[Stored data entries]
....
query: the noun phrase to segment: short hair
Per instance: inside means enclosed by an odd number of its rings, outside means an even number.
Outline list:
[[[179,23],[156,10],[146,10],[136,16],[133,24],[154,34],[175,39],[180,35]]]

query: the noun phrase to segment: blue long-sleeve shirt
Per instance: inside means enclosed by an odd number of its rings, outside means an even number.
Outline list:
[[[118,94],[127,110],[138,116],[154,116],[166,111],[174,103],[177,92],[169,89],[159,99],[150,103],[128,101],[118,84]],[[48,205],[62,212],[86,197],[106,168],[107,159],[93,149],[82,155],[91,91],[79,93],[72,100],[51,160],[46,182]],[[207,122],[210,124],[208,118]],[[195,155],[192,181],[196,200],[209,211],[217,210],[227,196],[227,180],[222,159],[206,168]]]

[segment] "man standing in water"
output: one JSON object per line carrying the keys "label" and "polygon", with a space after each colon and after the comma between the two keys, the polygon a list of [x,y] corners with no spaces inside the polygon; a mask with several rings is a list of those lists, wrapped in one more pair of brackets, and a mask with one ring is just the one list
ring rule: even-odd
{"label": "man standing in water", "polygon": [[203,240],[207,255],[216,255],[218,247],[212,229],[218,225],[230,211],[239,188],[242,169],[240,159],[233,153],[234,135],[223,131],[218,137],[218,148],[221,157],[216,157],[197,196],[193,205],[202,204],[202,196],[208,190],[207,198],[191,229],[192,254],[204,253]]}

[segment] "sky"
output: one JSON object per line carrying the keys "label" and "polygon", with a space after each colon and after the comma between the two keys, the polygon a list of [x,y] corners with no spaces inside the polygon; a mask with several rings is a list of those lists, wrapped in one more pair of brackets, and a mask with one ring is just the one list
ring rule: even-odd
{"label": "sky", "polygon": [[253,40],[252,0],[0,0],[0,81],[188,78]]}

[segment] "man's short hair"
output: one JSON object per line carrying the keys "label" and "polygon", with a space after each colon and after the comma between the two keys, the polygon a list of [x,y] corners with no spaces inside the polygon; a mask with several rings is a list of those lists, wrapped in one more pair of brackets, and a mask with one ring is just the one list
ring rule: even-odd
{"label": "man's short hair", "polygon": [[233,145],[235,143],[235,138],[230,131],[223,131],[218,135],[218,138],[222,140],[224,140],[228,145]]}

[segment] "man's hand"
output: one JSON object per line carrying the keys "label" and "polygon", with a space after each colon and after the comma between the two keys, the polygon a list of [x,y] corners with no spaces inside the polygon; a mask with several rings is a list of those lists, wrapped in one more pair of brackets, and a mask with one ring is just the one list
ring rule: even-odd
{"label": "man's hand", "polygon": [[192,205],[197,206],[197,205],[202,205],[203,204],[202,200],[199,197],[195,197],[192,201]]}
....
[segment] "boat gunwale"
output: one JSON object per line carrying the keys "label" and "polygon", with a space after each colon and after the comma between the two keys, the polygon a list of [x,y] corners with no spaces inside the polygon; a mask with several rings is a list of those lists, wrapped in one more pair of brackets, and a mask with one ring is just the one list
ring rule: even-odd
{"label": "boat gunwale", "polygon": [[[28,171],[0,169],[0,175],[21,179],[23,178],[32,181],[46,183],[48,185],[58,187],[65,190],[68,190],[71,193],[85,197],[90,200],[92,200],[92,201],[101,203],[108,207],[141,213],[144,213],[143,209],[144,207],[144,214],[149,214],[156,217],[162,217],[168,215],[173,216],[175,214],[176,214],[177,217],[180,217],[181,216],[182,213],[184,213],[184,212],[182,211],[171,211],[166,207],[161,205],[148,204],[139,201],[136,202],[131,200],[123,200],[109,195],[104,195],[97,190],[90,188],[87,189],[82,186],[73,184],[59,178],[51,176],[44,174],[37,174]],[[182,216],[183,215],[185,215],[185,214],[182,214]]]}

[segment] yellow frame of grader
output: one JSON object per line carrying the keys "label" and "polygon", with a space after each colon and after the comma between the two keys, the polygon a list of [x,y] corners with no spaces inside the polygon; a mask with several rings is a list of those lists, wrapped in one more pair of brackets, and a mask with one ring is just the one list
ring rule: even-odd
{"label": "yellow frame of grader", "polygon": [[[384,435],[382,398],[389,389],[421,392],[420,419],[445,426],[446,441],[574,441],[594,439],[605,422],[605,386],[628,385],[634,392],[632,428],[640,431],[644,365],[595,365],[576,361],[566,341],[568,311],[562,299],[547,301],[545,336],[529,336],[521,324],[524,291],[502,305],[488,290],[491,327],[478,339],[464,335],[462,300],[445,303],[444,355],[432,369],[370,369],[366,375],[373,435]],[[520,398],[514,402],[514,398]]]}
....
Pick out and copy every line of the records that contains the word "noun", matching its case exactly.

__Response to the exercise__
query: the noun phrase to segment: short hair
query: the noun phrase to segment: blue long-sleeve shirt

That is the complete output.